## Work required:
Echo the data below line for line, leaving out the pictures.

(Point annotation records)
┌──

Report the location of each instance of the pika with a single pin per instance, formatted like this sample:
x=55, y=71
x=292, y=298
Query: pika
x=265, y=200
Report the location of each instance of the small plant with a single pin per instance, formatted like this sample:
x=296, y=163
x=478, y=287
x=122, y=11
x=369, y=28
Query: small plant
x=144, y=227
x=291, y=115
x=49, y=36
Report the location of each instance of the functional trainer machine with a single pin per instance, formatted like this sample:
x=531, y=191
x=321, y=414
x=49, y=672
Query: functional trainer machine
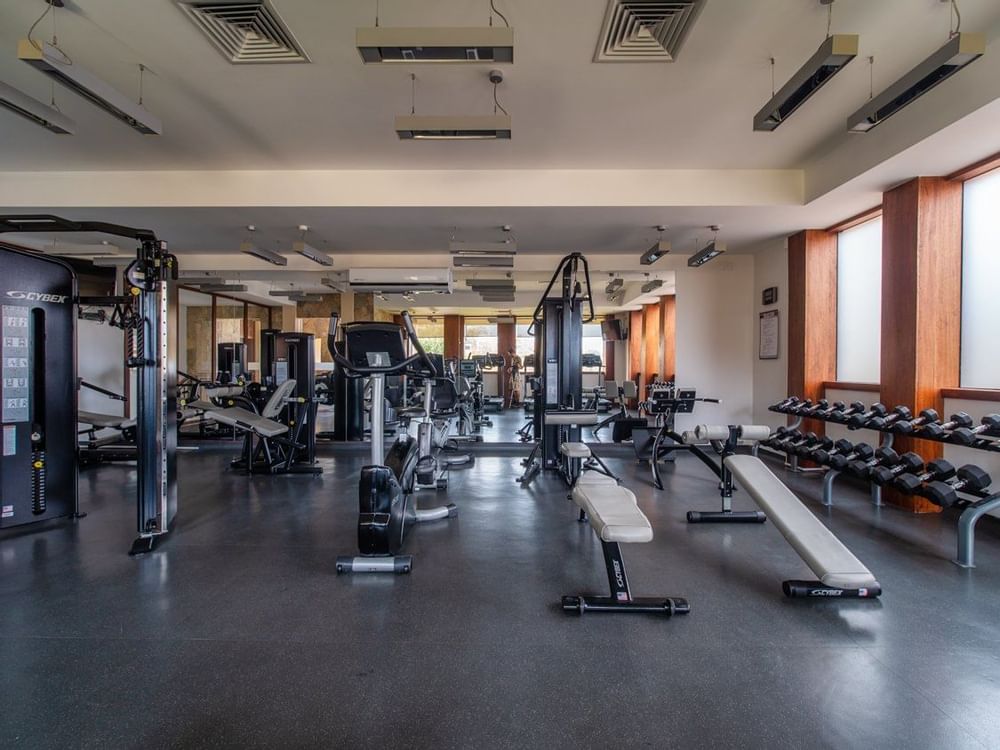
x=387, y=509
x=149, y=314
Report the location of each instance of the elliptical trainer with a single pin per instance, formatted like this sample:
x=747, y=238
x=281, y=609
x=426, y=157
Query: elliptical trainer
x=387, y=510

└──

## Response:
Report the location of each instance of the pika with a single pin per instance, formatted like this sample:
x=55, y=71
x=292, y=298
Query: pika
x=265, y=200
Report the location of each instance of the small plant with a single pin per instance, formatted like this sample:
x=296, y=163
x=478, y=287
x=122, y=11
x=369, y=28
Query: small plant
x=144, y=227
x=291, y=115
x=49, y=36
Report the location of each instance of the functional trainer machine with a single pin per instance, formatted like this sample:
x=531, y=191
x=321, y=414
x=49, y=672
Query: functional trainer machine
x=387, y=509
x=149, y=314
Report the location of each instance of the elliptical trainer with a single pin per instance, formatted like this sample:
x=747, y=238
x=281, y=609
x=426, y=157
Query: elliptical trainer
x=387, y=510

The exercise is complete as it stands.